**Written problem**:
Copy the rows below from their start through the line containing "point(454, 362)", both ends included, with every request kept. Scale each point coordinate in the answers by 1.6 and round it to a whole number, rounding halves up.

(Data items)
--- start ---
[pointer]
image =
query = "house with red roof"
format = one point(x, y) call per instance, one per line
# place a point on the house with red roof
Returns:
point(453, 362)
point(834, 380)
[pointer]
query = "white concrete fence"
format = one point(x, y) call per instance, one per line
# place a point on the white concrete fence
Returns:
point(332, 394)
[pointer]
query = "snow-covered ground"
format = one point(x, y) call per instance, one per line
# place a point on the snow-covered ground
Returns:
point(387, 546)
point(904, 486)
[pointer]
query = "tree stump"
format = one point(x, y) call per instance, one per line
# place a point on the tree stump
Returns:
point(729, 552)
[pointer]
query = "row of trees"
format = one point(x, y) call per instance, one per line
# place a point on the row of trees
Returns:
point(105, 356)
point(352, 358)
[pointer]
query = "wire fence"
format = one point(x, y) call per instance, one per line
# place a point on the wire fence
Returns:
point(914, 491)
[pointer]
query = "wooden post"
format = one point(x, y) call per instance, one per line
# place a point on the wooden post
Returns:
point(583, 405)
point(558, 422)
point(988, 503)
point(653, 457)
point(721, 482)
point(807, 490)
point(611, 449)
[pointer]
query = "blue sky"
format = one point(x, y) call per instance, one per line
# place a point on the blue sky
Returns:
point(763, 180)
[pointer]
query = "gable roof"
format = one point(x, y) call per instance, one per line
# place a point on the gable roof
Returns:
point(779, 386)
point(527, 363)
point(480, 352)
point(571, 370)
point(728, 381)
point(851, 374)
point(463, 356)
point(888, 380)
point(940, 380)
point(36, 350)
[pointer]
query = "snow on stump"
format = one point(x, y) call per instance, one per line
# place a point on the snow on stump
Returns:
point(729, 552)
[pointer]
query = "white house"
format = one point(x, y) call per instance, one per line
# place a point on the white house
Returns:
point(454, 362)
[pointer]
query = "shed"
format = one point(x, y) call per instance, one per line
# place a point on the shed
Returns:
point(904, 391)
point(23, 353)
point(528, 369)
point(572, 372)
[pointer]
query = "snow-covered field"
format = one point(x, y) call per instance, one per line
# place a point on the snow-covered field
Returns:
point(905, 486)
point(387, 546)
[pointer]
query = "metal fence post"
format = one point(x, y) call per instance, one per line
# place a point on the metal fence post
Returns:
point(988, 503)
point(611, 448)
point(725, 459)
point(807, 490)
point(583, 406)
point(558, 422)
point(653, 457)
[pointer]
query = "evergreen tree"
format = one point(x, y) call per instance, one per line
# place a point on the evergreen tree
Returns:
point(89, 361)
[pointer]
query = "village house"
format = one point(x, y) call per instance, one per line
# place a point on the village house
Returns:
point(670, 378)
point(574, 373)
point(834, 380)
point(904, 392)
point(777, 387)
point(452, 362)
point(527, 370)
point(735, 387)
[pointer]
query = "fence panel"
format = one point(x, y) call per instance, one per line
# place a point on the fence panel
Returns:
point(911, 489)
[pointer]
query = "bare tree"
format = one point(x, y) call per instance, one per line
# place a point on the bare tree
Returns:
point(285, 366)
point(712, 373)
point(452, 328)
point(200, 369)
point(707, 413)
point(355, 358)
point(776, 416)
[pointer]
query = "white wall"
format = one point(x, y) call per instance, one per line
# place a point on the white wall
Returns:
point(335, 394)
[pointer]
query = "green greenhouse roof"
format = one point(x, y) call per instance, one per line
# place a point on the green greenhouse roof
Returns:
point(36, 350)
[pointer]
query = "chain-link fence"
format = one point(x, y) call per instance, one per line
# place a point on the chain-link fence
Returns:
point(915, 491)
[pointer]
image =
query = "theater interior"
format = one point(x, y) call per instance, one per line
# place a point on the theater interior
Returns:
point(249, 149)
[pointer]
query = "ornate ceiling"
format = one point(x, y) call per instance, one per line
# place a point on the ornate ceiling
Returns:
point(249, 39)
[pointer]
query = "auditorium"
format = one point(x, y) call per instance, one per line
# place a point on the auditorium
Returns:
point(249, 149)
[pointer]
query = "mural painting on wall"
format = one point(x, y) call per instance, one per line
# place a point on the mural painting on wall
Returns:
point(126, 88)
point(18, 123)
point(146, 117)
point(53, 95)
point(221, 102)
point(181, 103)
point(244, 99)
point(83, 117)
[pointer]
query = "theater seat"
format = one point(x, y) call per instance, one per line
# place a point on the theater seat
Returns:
--- end ---
**Answer for the task**:
[pointer]
image =
query = "house with red roof"
format = one point(x, y) call per instance, one per line
# place a point on the house with red roof
Returns:
point(725, 579)
point(1334, 608)
[pointer]
query = "white concrete fence"
format = one point(x, y) call per instance, one per line
# place a point on the white concrete fence
Returns:
point(531, 630)
[pointer]
query = "snow-covered ground"
format = one point(x, y) call per instance, one per line
# place a point on the snow-covered ground
Returns:
point(619, 874)
point(1446, 778)
[pointer]
query = "tree stump"
format = one point(x, y) call per instance, one per line
# place a point on the tree stump
Returns:
point(1166, 883)
[pointer]
query = "row of trees"
format = one point(x, y) call per instance, one per line
# place a point on the row of trees
Returns:
point(168, 570)
point(563, 573)
[pointer]
query = "wire fence"
format = one point(x, y) call per instance, one per line
# place a point on the wire fence
Returns:
point(1462, 786)
[pointer]
query = "wooden post"
format = one point(x, y) call per instance, one per line
# place a point on the wooden post
Returns:
point(933, 648)
point(893, 675)
point(1581, 805)
point(1045, 731)
point(1154, 771)
point(1291, 784)
point(978, 718)
[pointer]
query = "blue sky"
format = one point(x, y) call per instance, one per line
# place a point on the blue sky
Returns:
point(1221, 288)
[pointer]
query = "gable roof"
format = one point(x, y) call per instance, one per line
# place a point on the gable roof
Returns:
point(1246, 618)
point(843, 581)
point(768, 563)
point(914, 592)
point(1165, 610)
point(1362, 598)
point(741, 570)
point(1421, 608)
point(1504, 608)
point(58, 560)
[pointer]
query = "snow on stump"
format = one point(x, y) call per instance, one per line
# place a point on the snow on stump
Returns:
point(1166, 883)
[pointer]
query = "white house"
format = one point(x, y) call per instance, one per line
# place a point on the white house
Returns:
point(726, 579)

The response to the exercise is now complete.